Dataset rows
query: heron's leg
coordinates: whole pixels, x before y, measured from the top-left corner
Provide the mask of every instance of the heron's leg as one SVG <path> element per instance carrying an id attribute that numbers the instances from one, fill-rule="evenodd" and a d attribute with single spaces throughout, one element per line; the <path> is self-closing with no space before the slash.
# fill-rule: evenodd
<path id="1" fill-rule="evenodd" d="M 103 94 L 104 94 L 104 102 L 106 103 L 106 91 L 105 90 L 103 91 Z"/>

• [Description of the task]:
Switch every "heron's leg" in the material to "heron's neck" and write out all the lines again with nothing else changed.

• [Response to this task]:
query: heron's neck
coordinates: whole pixels, x before y, measured from the top-left corner
Provide the mask of every instance of the heron's neck as one SVG <path> element per instance carrying an id attribute that numbers the instances from one, fill-rule="evenodd" and a d attribute with single spaces throughout, one element per line; the <path> is self-closing with no space before the slash.
# fill-rule: evenodd
<path id="1" fill-rule="evenodd" d="M 103 94 L 104 94 L 104 102 L 106 103 L 106 91 L 105 90 L 103 91 Z"/>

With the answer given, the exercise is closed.